==== Texto fornecido ====

Esta requalificação terá sido realizada para acolher duas visitas reais, testemunhadas por duas lápides comemorativas no interior da casa. Em 1782 o solar recebeu D. José, Príncipe do Brasil, e os infantes D. João e D. Mariana Vitória. Mais tarde, em Setembro de 1786 e Maio de 1787 a propriedade recebeu a Rainha D. Maria e a infanta D. Carlota Joaquina.

Por essa altura era António Lobo de Melo e Castro o titular das propriedades. Antes de falecer (em Julho de 1795), o descendente de Martim Melo e Castro passou a capela à população, assim como uma avultada quantia em dinheiro (23.000 cruzados e 800 mil réis) destinada a sustentar tanto a actividade religiosa, como a apoiar com cuidados médicos a população empobrecida da localidade, segundo a obra “Bombarral e o seu concelho – subsídios para a sua história”, de Augusto José Ramos.

Já o solar ficou na família Melo e Castro até 1904, altura em que foi vendido a privados, ascendentes dos actuais proprietários.

O estado da Capela de São Lourenço também preocupa a população de São Mamede pelo avançado estado de degradação, tanto do telhado, como da azulejaria que, tal como a construção, data do século XVI.

Joana Caetano, presidente da Junta de Freguesia da Roliça, diz que esta também é uma questão à qual está atenta. “É uma capela que tem painéis de azulejos que não existem em mais lado nenhum”, disse à Gazeta das Caldas. No entanto, a sua manutenção “é uma situação mais complicada, porque é património do Estado”, observa. A edil acrescenta que “houve uma tentativa de submeter um projecto de reabilitação por um antigo prior e a informação que tenho é que a Câmara do Bombarral está a encaminhar o assunto”.

Gazeta das Caldas contactou a Câmara do Bombarral sobre as questões do chafariz e da Capela de São Lourenço, mas não obteve resposta em tempo útil.

O CHAFARIZ E AS SUAS ÁGUAS

Apesar de não haver referência ao ano de construção do chafariz, é convicção da população de São Mamede que este seja contemporâneo do solar e da capela. Ou seja, também aquele equipamento terá sido mandado construir por Martim Afonso Melo e Castro para abastecer de água a casa. Este é parte integrante de um complexo sistema de captação e canalização.

====

O que fazer.
1 – Segundo o texto sobre o solar de São Mamede, até que ano o solar permaneceu na família Melo e Castro?
2 – Transcreva palavra por palavra, do texto sobre o solar de São Mamede, tudo desde "Por essa altura" até "Augusto José Ramos.".
3 – Indique se cada afirmação concorda com o texto sobre o solar de São Mamede, respondendo sim ou não e citando as palavras do texto que o decidem: (a) António Lobo de Melo e Castro faleceu em Julho de 1795. (b) A Capela de São Lourenço data do século XVIII. (c) A Câmara do Bombarral respondeu em tempo útil à Gazeta das Caldas.

==== Entradas fornecidas ====

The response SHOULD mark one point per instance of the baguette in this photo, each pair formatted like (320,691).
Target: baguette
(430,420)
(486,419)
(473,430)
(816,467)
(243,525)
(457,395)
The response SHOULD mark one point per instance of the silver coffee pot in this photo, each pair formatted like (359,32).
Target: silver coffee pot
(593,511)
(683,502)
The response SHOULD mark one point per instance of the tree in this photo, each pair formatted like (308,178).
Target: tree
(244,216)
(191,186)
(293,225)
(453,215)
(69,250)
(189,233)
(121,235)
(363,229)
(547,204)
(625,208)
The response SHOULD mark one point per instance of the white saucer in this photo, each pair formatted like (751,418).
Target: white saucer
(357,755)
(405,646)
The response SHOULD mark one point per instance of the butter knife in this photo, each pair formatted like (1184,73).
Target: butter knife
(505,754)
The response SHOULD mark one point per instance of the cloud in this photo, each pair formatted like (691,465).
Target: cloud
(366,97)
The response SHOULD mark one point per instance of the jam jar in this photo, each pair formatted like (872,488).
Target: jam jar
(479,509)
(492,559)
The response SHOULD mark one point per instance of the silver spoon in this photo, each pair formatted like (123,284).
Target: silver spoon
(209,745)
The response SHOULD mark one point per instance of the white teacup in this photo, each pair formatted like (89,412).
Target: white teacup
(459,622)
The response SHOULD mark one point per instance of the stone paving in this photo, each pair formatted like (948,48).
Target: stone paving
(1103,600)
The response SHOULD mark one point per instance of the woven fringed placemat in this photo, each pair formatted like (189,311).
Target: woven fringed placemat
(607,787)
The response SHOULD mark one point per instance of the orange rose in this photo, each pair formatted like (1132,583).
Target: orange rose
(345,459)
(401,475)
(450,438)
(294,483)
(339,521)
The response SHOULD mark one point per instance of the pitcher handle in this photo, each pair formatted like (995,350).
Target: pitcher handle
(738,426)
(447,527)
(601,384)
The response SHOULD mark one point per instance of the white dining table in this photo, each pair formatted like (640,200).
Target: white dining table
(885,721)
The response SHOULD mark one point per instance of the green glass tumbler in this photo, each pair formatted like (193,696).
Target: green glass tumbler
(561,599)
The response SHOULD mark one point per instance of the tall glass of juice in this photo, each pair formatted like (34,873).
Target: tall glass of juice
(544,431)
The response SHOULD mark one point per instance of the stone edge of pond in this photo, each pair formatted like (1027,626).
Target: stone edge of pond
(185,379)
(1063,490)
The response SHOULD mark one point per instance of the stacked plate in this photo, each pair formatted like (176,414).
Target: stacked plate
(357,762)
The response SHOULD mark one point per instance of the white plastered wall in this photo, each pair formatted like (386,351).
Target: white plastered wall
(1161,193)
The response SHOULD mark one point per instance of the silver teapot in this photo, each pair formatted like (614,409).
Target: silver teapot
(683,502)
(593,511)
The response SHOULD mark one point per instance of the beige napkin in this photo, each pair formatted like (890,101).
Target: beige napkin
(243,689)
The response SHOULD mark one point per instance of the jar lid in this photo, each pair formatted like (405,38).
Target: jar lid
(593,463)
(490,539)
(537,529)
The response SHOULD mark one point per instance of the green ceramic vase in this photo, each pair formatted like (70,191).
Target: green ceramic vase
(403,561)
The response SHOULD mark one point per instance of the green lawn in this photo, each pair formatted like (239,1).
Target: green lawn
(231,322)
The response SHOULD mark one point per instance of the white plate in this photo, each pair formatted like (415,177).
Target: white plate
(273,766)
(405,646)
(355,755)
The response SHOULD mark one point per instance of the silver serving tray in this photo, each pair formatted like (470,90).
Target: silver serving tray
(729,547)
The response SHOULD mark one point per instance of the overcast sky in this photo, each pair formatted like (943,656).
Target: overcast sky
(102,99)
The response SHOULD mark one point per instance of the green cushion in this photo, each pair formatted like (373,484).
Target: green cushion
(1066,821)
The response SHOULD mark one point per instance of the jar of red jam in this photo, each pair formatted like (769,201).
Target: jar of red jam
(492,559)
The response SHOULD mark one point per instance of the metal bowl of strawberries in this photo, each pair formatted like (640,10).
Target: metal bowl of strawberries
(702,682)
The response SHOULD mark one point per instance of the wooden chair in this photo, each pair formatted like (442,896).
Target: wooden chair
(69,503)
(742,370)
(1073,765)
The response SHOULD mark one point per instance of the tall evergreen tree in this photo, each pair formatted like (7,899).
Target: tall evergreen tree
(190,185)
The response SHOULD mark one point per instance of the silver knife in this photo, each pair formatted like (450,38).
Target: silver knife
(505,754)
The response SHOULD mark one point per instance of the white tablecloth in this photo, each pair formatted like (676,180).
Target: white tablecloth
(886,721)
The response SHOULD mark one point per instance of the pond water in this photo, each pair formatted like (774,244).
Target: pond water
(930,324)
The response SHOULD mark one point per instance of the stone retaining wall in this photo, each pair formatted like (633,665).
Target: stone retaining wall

====

Resultados do exercício.
1 – Até 1904.

2 –
Por essa altura era António Lobo de Melo e Castro o titular das propriedades. Antes de falecer (em Julho de 1795), o descendente de Martim Melo e Castro passou a capela à população, assim como uma avultada quantia em dinheiro (23.000 cruzados e 800 mil réis) destinada a sustentar tanto a actividade religiosa, como a apoiar com cuidados médicos a população empobrecida da localidade, segundo a obra “Bombarral e o seu concelho – subsídios para a sua história”, de Augusto José Ramos.

3 –
(a) Sim: "Antes de falecer (em Julho de 1795)".
(b) Não: "tal como a construção, data do século XVI".
(c) Não: "mas não obteve resposta em tempo útil".